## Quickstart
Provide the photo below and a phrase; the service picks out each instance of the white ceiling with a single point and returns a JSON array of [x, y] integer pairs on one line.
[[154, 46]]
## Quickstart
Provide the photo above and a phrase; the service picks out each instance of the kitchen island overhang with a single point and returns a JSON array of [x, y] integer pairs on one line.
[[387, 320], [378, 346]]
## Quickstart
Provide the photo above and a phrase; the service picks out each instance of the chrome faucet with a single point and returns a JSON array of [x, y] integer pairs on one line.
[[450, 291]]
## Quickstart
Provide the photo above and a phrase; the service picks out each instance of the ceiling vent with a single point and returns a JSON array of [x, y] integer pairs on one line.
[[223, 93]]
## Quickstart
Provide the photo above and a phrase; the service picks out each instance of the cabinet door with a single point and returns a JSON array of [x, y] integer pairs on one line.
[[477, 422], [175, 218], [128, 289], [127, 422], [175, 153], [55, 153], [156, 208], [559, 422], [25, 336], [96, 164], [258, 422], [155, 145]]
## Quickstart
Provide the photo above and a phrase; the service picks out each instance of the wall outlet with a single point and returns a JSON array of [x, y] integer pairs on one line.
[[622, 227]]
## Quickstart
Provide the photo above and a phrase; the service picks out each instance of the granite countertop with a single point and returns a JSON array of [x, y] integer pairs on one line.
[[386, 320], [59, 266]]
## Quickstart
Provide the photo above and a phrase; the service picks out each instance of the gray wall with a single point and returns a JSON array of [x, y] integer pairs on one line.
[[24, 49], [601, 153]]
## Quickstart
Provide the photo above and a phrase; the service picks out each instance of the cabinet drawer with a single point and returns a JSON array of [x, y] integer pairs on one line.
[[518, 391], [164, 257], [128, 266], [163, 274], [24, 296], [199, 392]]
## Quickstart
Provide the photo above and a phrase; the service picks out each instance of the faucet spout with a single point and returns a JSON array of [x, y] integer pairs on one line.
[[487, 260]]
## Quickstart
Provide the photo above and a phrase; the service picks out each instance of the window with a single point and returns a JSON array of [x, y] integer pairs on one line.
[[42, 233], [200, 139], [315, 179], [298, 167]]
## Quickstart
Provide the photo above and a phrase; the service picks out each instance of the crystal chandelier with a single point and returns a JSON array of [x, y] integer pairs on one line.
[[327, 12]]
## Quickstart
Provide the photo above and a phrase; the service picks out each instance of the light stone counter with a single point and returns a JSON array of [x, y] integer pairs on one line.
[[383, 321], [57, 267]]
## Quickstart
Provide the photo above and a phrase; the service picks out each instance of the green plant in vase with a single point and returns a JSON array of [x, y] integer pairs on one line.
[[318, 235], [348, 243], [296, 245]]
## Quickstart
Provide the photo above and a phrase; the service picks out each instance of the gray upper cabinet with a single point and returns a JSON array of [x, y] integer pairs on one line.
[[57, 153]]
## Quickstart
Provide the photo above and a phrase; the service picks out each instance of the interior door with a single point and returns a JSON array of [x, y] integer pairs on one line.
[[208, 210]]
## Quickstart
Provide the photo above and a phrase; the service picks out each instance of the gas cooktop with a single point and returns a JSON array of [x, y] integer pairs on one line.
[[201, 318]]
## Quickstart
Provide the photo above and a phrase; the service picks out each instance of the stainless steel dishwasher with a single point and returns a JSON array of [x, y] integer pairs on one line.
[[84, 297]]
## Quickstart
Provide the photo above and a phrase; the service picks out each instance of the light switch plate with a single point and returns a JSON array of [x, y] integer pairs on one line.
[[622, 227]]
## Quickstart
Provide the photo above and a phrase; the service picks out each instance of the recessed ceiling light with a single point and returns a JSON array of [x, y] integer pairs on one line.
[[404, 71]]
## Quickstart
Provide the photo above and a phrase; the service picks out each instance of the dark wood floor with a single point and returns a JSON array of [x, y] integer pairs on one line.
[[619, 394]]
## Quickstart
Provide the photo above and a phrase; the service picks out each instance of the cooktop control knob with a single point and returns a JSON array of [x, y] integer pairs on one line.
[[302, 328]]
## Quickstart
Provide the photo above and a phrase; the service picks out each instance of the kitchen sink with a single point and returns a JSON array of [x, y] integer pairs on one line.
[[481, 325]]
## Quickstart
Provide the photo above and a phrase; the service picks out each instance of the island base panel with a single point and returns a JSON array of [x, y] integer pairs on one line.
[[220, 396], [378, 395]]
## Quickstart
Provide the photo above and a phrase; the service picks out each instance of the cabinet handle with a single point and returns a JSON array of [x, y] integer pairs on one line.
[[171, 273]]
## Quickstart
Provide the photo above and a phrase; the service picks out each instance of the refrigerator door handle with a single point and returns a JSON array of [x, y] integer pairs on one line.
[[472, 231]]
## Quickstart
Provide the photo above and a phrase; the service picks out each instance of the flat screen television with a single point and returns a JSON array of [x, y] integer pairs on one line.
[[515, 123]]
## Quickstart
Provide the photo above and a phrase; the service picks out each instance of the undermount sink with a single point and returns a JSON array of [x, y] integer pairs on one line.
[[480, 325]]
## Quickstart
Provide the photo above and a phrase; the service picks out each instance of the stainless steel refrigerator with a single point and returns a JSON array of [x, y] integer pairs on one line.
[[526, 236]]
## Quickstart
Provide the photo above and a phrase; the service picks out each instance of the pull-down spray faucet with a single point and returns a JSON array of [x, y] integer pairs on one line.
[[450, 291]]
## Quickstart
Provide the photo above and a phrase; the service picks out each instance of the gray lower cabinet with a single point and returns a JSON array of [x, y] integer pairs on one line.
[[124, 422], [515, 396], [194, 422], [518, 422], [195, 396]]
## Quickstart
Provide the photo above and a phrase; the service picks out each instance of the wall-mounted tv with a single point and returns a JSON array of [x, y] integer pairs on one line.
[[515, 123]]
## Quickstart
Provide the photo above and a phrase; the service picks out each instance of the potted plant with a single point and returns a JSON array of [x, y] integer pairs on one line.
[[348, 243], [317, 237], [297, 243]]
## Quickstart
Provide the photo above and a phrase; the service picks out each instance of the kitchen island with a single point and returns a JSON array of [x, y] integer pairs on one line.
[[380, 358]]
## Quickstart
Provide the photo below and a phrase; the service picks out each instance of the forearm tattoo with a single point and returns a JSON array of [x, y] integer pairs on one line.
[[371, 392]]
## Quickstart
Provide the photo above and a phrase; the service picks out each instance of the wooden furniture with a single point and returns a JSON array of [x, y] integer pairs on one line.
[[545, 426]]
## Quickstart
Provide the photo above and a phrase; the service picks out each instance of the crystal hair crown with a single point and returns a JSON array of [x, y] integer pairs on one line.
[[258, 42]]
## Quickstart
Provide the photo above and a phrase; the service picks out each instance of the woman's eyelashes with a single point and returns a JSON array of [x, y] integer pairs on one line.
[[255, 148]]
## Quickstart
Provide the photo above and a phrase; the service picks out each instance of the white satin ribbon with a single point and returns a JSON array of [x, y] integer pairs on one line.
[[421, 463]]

..........

**DIRECTION:**
Quote the rows word for word from the very first line down through the line containing "[[387, 320], [378, 346]]", and include that final line.

**TASK ANSWER:**
## Quickstart
Provide the photo below and a phrase; the service picks out each instance of the white ceiling with a single point and returns a JSON array of [x, y] integer pairs on one line.
[[154, 46]]
## Quickstart
Provide the photo above and a phrase; the service picks out each instance of the kitchen island overhang with a single point and returns a JSON array of [x, y] integer pairs on one line.
[[387, 320], [378, 346]]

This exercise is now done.